Data listing below:

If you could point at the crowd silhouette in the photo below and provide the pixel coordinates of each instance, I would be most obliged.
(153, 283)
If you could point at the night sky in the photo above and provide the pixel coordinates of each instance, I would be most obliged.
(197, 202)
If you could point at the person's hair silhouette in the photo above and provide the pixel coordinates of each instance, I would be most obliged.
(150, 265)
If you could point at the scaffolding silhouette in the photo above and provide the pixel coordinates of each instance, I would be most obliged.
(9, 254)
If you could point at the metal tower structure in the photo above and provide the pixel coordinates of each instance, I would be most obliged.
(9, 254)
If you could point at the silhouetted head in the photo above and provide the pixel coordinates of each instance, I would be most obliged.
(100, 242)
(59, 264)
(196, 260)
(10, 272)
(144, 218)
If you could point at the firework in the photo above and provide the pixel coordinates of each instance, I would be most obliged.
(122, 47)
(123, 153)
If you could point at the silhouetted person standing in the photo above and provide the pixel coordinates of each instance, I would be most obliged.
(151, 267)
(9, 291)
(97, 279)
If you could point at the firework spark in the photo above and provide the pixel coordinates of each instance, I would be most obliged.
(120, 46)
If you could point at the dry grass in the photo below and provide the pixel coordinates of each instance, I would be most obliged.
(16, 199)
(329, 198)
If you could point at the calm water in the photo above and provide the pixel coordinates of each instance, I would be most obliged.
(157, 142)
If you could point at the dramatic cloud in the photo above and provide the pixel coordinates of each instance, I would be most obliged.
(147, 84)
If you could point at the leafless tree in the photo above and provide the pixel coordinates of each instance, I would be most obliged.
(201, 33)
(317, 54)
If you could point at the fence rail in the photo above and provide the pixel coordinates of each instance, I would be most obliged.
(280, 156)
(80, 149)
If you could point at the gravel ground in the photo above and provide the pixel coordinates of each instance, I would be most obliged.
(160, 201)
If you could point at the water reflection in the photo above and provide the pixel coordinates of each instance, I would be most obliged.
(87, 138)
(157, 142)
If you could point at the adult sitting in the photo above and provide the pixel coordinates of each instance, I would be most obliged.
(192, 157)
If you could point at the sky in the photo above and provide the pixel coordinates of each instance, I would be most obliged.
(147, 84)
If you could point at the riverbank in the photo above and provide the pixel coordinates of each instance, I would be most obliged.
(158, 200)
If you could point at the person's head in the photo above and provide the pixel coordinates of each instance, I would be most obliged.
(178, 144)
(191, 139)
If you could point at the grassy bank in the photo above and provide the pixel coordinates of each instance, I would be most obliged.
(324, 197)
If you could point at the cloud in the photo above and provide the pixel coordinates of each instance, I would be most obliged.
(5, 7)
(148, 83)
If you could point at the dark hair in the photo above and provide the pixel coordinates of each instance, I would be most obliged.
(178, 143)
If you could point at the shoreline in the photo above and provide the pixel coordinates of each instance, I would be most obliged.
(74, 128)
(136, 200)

End of Data listing.

Could you copy out the data in full, exactly as it is written?

If you could point at the crowd silhouette in the photo below and provide the pixel coordinates of each instance, I would be most obliged.
(153, 283)
If you could point at the night sky in the photo above and provide the pixel coordinates of each instance, I would be most obliged.
(197, 202)
If you could point at the person's hair silhouette in the photo above and provide the pixel coordinates of each instance, I would be most obliged.
(150, 265)
If you could point at the scaffolding silhouette in the photo above and provide the pixel coordinates of each instance, I would be most obliged.
(9, 254)
If you could point at the metal tower structure in the photo above and provide the pixel coordinates of each instance, I would be most obliged.
(9, 254)
If you could point at the silhouetted head in the photo above and provide the pixel coordinates of each instance, I would be most obliged.
(100, 242)
(59, 264)
(196, 260)
(10, 272)
(144, 218)
If you could point at the firework in the photo above and provide the pixel coordinates of each instance, I would be most obliged.
(122, 47)
(123, 153)
If you could point at the silhouetted person standing in the photo above and provide the pixel coordinates of each instance, I would be most obliged.
(151, 267)
(9, 291)
(97, 279)
If you could point at the firework spark in the photo above and provide the pixel coordinates of each instance, I would be most obliged.
(120, 46)
If you could point at the dry grass in the photo below and provide the pixel coordinates of each instance, I would be most obliged.
(16, 199)
(329, 198)
If you could point at the calm water in the photo above and provide the pixel coordinates of each instance, I would be most obliged.
(157, 142)
If you could point at the dramatic cloud in the photo above and provide the pixel coordinates of each instance, I would be most obliged.
(147, 84)
If you could point at the leafless tree in the photo above and provide the pixel coordinates of each instance, I would be most obliged.
(201, 33)
(317, 54)
If you could point at the fence rail in the photo above and provide the pixel coordinates of each instance, I would be most obliged.
(280, 156)
(80, 149)
If you could point at the gravel ground in the photo above and provide the pixel coordinates of each instance, I would be most obliged.
(160, 201)
If you could point at the water reflection in the photo above and provide the pixel coordinates of each instance, I would be most obliged.
(87, 138)
(157, 142)
If you could point at the adult sitting in the photo above and provide the pixel coordinates of each instance, I would be most obliged.
(192, 157)
If you could point at the sky in the photo above and provide the pixel coordinates of each instance, I would be most obliged.
(147, 84)
If you could point at the riverbank in the photo above and provide the pixel coordinates of each instance, I would be most obliged.
(158, 200)
If you could point at the person's head in the photo above and provide the pixel coordinates of each instance, I would be most obliged.
(178, 144)
(191, 139)
If you could point at the grassy bank in the photo above and provide the pixel coordinates of each instance, I would be most obliged.
(324, 197)
If you could point at the cloud in the photo above and provide the pixel coordinates of each instance, I would be most obliged.
(5, 7)
(148, 83)
If you could point at the dark hair in the photo above and provide the pixel coordinates of each instance, I would be most obliged.
(178, 143)
If you could point at the shoreline in the photo above and provide the pixel coordinates of each instance, I would be most obliged.
(74, 128)
(136, 200)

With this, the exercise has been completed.